- Problem details -
Copy out every line below that contains the word "hair". Match case exactly, so a line with the word in different capitals doesn't count.

◆ ◆ ◆ ◆

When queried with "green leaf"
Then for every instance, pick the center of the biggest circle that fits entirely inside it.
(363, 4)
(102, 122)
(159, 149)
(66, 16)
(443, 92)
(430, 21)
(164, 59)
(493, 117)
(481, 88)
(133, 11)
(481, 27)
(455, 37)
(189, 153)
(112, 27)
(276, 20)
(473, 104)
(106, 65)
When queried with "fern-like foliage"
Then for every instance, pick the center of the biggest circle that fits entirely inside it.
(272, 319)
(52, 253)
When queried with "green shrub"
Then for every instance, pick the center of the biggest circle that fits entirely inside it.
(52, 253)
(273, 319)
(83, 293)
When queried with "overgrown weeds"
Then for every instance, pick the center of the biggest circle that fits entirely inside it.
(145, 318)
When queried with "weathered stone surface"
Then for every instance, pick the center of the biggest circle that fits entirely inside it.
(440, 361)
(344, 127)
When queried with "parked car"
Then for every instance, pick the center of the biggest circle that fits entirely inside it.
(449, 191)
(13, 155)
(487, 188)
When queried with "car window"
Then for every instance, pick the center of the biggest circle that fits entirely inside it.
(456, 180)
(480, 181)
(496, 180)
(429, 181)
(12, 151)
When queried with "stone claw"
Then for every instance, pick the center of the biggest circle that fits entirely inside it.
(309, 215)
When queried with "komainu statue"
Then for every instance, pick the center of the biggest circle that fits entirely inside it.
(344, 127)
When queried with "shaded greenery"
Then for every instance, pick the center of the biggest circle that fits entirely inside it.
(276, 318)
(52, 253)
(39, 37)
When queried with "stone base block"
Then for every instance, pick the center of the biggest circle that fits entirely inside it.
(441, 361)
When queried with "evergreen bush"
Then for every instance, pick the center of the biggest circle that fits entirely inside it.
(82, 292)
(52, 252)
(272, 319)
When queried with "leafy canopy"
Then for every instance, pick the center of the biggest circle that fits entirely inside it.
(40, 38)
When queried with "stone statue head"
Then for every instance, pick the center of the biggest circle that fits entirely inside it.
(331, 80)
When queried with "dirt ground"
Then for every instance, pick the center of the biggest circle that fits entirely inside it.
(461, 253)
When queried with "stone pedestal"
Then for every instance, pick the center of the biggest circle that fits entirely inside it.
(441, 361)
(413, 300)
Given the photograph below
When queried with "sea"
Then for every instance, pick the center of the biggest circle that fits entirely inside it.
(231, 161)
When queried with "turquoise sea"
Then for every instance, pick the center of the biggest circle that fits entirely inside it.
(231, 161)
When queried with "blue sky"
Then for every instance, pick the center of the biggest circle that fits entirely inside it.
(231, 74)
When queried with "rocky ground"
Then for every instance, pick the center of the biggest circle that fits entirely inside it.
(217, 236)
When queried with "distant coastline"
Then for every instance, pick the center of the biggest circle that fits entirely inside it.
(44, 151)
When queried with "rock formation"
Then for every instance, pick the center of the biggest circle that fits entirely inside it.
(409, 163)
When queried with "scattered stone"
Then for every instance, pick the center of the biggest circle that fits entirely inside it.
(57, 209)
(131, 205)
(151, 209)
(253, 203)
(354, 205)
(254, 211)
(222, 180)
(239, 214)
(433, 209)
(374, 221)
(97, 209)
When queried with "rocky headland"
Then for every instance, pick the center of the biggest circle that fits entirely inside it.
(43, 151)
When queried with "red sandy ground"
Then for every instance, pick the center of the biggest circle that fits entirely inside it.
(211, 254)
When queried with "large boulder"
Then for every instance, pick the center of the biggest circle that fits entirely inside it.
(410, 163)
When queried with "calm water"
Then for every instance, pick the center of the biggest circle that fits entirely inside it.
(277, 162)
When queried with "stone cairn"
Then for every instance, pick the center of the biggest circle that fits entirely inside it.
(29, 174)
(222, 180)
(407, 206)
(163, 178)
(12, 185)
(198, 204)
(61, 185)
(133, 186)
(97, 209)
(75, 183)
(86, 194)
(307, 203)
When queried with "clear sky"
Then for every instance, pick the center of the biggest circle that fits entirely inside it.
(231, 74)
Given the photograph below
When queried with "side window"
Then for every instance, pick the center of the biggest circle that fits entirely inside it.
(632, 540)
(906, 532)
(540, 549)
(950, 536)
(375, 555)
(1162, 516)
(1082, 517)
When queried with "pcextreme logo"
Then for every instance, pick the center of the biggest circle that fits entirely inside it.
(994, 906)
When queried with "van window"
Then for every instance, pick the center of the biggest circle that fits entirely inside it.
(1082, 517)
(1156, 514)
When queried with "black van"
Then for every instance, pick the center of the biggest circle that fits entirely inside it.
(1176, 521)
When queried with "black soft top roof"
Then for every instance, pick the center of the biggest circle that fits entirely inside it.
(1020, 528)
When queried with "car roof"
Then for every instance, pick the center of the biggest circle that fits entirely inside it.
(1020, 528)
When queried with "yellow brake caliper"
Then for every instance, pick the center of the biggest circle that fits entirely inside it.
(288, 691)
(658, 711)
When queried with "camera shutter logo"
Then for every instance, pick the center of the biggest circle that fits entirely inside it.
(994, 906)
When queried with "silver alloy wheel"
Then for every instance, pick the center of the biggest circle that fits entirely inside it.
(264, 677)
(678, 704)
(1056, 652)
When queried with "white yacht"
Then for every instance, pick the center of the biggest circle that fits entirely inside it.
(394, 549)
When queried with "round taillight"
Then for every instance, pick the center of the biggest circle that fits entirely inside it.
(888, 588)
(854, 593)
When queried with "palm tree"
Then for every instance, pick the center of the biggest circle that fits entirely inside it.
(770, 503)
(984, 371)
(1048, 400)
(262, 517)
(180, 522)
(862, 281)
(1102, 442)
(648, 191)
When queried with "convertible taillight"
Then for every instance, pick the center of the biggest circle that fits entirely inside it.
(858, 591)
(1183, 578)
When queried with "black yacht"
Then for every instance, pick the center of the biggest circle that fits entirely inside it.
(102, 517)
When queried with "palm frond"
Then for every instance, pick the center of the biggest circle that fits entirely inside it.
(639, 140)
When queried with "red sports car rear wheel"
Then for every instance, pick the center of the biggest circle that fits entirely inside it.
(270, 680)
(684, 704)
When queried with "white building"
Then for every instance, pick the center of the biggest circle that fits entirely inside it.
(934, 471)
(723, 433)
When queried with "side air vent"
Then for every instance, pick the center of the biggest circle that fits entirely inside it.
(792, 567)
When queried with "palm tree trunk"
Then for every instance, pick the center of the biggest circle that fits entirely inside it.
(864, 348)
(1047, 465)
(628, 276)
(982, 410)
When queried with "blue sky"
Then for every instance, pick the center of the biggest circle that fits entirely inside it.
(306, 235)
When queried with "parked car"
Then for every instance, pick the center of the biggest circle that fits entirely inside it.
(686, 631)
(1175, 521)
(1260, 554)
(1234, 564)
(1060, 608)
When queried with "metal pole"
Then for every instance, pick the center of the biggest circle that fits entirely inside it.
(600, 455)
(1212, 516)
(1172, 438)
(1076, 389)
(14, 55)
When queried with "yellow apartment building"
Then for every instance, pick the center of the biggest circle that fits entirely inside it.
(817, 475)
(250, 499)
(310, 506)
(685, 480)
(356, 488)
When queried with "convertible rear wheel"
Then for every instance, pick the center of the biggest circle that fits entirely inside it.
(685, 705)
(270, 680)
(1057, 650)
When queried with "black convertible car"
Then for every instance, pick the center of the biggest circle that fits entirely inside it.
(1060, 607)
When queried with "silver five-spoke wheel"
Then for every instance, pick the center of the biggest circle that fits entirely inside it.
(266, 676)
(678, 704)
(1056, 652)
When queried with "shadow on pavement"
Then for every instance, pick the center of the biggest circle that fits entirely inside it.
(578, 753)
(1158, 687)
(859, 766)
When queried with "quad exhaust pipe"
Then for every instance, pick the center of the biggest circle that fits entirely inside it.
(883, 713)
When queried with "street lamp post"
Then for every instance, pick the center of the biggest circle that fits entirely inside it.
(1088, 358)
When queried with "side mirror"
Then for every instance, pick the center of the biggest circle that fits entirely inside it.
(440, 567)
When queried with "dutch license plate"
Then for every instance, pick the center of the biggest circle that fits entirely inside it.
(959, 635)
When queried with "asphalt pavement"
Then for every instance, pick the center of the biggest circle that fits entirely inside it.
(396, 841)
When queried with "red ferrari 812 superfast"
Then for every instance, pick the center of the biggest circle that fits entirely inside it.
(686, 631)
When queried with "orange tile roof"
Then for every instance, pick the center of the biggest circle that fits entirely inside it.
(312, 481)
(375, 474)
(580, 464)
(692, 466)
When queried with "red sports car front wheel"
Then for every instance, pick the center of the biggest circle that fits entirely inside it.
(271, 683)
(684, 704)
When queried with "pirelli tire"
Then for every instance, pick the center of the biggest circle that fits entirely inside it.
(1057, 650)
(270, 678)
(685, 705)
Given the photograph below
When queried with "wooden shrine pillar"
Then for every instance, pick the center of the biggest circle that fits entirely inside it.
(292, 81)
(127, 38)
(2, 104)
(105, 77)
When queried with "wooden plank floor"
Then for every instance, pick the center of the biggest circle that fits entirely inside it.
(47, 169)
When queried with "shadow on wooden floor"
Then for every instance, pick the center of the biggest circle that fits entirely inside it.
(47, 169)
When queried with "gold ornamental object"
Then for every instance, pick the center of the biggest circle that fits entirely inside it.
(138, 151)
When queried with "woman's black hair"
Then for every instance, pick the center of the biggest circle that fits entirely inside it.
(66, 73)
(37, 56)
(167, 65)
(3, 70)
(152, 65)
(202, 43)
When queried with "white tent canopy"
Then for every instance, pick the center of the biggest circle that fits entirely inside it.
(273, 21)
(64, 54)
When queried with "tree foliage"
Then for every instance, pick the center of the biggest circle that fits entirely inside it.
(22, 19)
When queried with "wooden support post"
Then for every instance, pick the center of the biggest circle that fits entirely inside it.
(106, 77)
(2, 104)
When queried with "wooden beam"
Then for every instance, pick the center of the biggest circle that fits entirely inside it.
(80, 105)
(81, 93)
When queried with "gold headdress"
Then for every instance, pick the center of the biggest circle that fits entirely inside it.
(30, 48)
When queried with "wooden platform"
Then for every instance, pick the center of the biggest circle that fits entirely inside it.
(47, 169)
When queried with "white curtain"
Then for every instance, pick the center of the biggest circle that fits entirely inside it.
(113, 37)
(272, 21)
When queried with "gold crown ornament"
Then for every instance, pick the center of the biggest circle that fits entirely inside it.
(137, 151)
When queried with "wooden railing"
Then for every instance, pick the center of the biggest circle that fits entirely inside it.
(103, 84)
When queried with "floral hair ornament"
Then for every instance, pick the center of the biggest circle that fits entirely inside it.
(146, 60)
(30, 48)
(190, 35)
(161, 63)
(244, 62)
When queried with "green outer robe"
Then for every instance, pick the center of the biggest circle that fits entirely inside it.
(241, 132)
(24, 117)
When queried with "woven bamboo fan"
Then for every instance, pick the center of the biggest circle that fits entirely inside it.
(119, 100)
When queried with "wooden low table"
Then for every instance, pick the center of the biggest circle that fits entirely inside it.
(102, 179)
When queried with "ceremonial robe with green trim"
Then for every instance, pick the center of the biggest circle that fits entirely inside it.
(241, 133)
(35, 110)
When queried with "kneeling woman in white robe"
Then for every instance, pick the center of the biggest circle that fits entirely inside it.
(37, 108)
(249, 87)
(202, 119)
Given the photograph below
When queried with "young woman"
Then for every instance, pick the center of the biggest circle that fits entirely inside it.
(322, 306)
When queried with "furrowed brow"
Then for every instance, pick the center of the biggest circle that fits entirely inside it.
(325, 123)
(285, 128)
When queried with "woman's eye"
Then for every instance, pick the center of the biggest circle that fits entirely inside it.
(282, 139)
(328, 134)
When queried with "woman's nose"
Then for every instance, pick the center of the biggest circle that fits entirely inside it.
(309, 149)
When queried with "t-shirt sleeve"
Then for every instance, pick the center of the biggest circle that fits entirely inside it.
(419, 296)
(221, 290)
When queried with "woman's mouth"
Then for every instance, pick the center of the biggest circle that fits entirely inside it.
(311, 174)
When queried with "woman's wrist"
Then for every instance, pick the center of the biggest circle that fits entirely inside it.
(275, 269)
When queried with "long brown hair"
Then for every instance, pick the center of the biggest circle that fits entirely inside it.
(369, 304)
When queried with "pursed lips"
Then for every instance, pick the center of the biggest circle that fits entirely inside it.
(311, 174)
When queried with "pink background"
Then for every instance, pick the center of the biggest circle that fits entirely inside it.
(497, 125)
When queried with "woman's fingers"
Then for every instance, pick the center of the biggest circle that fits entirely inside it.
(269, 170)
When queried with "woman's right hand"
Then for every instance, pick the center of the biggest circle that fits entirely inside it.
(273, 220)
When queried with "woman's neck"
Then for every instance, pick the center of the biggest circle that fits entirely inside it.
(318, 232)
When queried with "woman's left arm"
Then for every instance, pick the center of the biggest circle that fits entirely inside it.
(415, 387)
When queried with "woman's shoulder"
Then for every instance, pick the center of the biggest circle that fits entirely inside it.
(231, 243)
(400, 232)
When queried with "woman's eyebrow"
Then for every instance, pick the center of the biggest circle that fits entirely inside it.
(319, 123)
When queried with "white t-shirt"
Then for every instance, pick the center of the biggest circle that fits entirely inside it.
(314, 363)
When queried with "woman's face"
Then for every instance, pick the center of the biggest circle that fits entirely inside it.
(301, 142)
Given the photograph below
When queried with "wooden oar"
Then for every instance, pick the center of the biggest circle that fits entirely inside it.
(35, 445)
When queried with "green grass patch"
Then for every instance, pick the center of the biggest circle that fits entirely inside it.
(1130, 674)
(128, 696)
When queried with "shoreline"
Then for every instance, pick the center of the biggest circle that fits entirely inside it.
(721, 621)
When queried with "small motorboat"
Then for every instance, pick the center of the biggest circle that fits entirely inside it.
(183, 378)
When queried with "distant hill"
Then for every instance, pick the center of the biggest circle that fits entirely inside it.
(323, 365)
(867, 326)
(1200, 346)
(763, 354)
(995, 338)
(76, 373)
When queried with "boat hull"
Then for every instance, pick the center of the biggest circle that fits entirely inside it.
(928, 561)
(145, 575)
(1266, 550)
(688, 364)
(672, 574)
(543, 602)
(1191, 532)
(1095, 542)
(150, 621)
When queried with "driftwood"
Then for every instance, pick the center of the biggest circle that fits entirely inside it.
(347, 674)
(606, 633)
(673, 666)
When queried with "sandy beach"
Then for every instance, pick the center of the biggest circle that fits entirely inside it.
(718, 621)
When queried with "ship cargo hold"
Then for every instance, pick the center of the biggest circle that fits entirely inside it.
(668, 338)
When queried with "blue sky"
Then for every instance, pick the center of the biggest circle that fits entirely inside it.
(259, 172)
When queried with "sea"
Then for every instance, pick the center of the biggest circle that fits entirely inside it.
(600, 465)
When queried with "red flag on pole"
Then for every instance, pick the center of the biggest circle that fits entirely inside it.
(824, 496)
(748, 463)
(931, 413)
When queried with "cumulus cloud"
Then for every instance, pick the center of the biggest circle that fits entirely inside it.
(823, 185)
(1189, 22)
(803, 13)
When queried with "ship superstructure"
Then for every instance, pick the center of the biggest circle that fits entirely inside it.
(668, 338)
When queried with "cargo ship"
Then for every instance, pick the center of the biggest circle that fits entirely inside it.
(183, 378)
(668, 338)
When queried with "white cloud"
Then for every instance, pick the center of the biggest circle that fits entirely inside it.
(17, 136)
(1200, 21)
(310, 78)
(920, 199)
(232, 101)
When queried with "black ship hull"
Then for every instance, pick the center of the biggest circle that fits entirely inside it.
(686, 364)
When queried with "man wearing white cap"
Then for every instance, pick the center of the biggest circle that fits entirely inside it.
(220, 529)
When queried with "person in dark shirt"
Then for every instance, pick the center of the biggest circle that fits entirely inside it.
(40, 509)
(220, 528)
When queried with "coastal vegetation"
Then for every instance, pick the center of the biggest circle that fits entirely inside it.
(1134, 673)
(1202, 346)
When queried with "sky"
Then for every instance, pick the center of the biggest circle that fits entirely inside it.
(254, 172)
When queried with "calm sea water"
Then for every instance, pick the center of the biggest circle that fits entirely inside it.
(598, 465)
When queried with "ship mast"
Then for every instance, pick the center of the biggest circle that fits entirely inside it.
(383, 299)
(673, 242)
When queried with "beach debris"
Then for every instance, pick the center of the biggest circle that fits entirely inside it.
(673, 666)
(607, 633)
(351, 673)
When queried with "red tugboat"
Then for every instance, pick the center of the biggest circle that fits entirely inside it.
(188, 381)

◆ ◆ ◆ ◆

- Solution -
When queried with "woman's black hair"
When queried with "floral hair ornament"
When queried with "long brown hair"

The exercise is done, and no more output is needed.